## The task
Find every line in the material below that contains the word "brown", and copy each of those lines in full.

## Record extracts

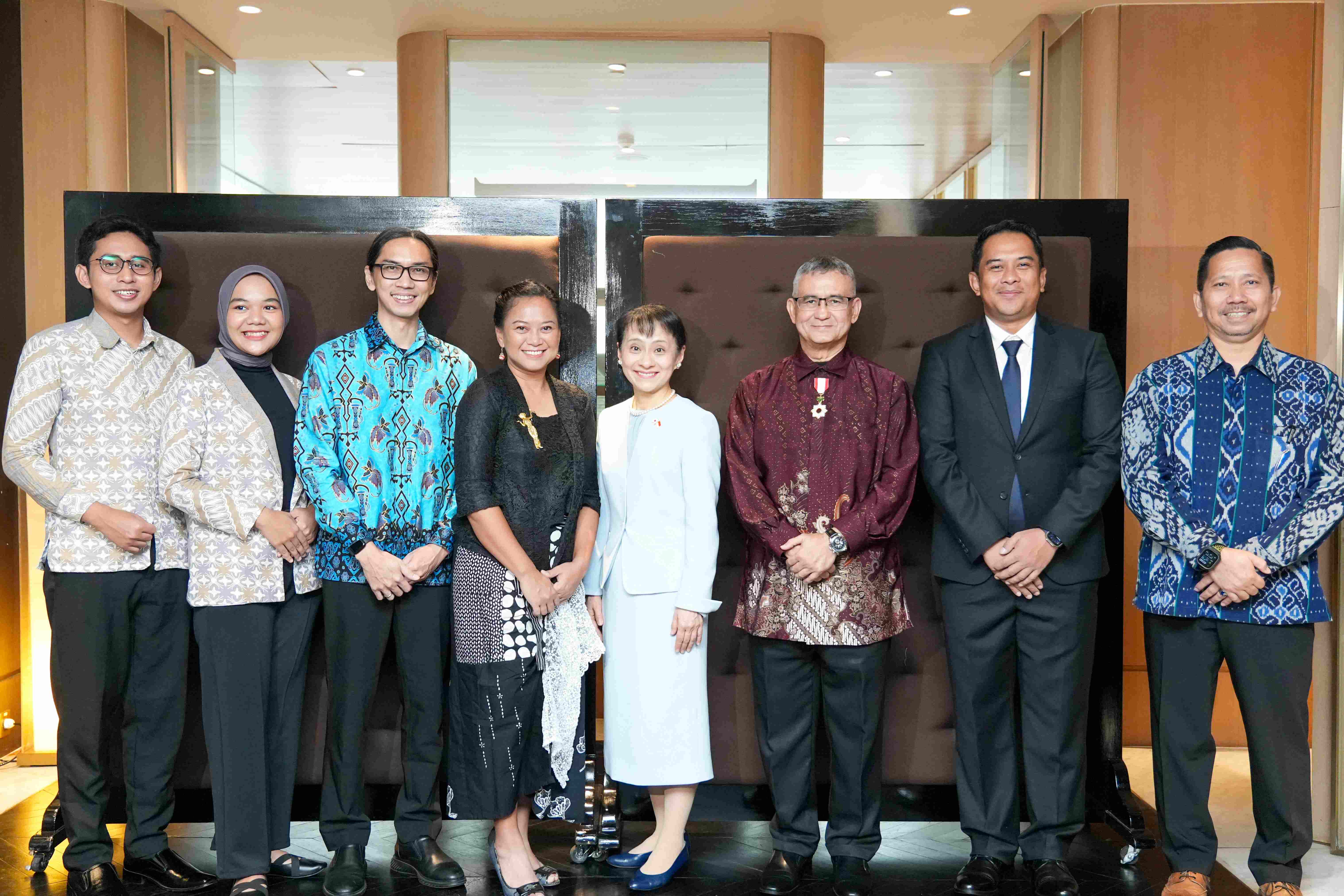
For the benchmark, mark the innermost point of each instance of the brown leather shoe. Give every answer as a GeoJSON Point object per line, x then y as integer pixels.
{"type": "Point", "coordinates": [1187, 883]}
{"type": "Point", "coordinates": [1280, 888]}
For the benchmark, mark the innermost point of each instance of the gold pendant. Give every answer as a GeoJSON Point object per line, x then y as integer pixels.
{"type": "Point", "coordinates": [526, 422]}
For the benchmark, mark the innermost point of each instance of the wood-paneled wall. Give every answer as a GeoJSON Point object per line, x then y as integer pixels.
{"type": "Point", "coordinates": [1206, 119]}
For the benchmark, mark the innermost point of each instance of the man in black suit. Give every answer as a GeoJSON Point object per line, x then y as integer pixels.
{"type": "Point", "coordinates": [1019, 434]}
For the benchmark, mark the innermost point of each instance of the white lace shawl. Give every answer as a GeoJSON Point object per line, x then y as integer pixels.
{"type": "Point", "coordinates": [572, 643]}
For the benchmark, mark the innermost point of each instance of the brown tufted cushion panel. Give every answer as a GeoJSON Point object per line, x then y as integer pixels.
{"type": "Point", "coordinates": [730, 291]}
{"type": "Point", "coordinates": [323, 275]}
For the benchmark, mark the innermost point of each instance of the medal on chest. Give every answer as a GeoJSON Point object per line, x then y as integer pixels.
{"type": "Point", "coordinates": [819, 409]}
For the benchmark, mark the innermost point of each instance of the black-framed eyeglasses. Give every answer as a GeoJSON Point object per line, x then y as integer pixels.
{"type": "Point", "coordinates": [814, 303]}
{"type": "Point", "coordinates": [394, 272]}
{"type": "Point", "coordinates": [114, 264]}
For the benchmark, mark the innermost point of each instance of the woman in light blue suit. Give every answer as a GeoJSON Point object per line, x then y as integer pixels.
{"type": "Point", "coordinates": [650, 583]}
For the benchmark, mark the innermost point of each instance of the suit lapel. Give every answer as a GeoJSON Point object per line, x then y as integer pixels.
{"type": "Point", "coordinates": [1042, 367]}
{"type": "Point", "coordinates": [983, 357]}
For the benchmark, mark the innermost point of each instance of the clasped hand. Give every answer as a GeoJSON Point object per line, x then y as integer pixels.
{"type": "Point", "coordinates": [1019, 561]}
{"type": "Point", "coordinates": [1240, 575]}
{"type": "Point", "coordinates": [810, 557]}
{"type": "Point", "coordinates": [392, 577]}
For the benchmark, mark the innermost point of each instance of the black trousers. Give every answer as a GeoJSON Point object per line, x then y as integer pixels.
{"type": "Point", "coordinates": [119, 643]}
{"type": "Point", "coordinates": [253, 668]}
{"type": "Point", "coordinates": [358, 629]}
{"type": "Point", "coordinates": [1272, 674]}
{"type": "Point", "coordinates": [792, 683]}
{"type": "Point", "coordinates": [1043, 648]}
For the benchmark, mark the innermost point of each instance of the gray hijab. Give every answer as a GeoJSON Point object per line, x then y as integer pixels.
{"type": "Point", "coordinates": [226, 295]}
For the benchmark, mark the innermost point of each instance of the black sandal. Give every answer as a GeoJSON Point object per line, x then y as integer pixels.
{"type": "Point", "coordinates": [251, 888]}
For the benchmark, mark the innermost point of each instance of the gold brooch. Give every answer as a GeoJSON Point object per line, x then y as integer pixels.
{"type": "Point", "coordinates": [526, 422]}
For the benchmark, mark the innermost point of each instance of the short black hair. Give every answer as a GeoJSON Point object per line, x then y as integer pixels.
{"type": "Point", "coordinates": [401, 233]}
{"type": "Point", "coordinates": [1225, 245]}
{"type": "Point", "coordinates": [646, 319]}
{"type": "Point", "coordinates": [109, 225]}
{"type": "Point", "coordinates": [1007, 226]}
{"type": "Point", "coordinates": [510, 296]}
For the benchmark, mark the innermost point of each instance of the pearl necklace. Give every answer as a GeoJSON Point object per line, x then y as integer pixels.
{"type": "Point", "coordinates": [643, 412]}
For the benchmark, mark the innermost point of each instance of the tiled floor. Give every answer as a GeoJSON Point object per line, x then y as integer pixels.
{"type": "Point", "coordinates": [1230, 805]}
{"type": "Point", "coordinates": [917, 859]}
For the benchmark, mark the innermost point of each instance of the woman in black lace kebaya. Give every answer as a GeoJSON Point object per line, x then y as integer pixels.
{"type": "Point", "coordinates": [527, 511]}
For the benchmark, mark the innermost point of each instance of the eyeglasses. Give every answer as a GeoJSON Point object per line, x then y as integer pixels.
{"type": "Point", "coordinates": [114, 265]}
{"type": "Point", "coordinates": [394, 272]}
{"type": "Point", "coordinates": [814, 303]}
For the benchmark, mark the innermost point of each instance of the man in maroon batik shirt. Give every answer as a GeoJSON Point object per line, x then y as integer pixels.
{"type": "Point", "coordinates": [822, 452]}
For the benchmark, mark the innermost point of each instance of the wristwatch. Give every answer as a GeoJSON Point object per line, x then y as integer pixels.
{"type": "Point", "coordinates": [1210, 557]}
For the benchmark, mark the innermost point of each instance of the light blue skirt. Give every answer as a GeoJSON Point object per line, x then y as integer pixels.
{"type": "Point", "coordinates": [657, 706]}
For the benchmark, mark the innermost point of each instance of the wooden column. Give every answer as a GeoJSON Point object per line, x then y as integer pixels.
{"type": "Point", "coordinates": [798, 107]}
{"type": "Point", "coordinates": [423, 113]}
{"type": "Point", "coordinates": [105, 95]}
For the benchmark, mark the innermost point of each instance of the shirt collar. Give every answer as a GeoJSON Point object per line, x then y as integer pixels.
{"type": "Point", "coordinates": [378, 336]}
{"type": "Point", "coordinates": [838, 366]}
{"type": "Point", "coordinates": [1265, 359]}
{"type": "Point", "coordinates": [998, 335]}
{"type": "Point", "coordinates": [108, 338]}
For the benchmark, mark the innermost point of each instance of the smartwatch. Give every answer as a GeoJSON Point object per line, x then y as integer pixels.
{"type": "Point", "coordinates": [1210, 557]}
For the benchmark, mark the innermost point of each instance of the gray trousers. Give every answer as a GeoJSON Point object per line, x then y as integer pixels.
{"type": "Point", "coordinates": [1272, 674]}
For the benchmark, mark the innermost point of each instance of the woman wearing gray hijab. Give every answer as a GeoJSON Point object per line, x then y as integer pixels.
{"type": "Point", "coordinates": [228, 463]}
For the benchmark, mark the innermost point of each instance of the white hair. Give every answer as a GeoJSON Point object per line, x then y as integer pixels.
{"type": "Point", "coordinates": [825, 265]}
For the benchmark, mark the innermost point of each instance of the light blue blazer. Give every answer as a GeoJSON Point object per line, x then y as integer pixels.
{"type": "Point", "coordinates": [660, 507]}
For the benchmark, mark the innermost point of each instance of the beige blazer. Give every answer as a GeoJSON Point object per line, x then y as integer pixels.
{"type": "Point", "coordinates": [218, 465]}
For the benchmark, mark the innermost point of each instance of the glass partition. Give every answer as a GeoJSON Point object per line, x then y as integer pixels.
{"type": "Point", "coordinates": [630, 119]}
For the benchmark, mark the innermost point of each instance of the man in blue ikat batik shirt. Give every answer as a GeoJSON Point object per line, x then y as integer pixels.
{"type": "Point", "coordinates": [1233, 457]}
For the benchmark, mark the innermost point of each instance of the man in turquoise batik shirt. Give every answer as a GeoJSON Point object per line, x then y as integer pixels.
{"type": "Point", "coordinates": [374, 446]}
{"type": "Point", "coordinates": [1234, 465]}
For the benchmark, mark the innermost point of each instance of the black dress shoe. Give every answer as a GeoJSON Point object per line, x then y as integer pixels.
{"type": "Point", "coordinates": [431, 864]}
{"type": "Point", "coordinates": [296, 867]}
{"type": "Point", "coordinates": [982, 877]}
{"type": "Point", "coordinates": [784, 874]}
{"type": "Point", "coordinates": [1052, 878]}
{"type": "Point", "coordinates": [100, 881]}
{"type": "Point", "coordinates": [167, 871]}
{"type": "Point", "coordinates": [346, 877]}
{"type": "Point", "coordinates": [851, 877]}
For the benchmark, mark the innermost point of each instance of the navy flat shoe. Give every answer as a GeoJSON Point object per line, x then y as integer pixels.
{"type": "Point", "coordinates": [646, 883]}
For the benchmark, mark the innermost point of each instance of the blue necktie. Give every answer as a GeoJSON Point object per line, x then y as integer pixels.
{"type": "Point", "coordinates": [1013, 396]}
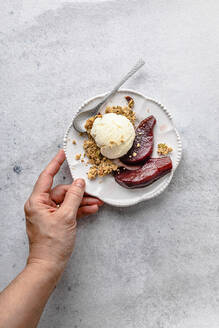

## Result for this exercise
For the benchmark, mark the innermost point of each instance of the brown leather shoe. Give every answer as a GeoJSON Point object per line, x then y as integer pixels.
For the benchmark, mark the innermost point of each instance of the brown tufted cushion panel. Give every answer as a GeoJSON Point object per line, x then y as integer pixels.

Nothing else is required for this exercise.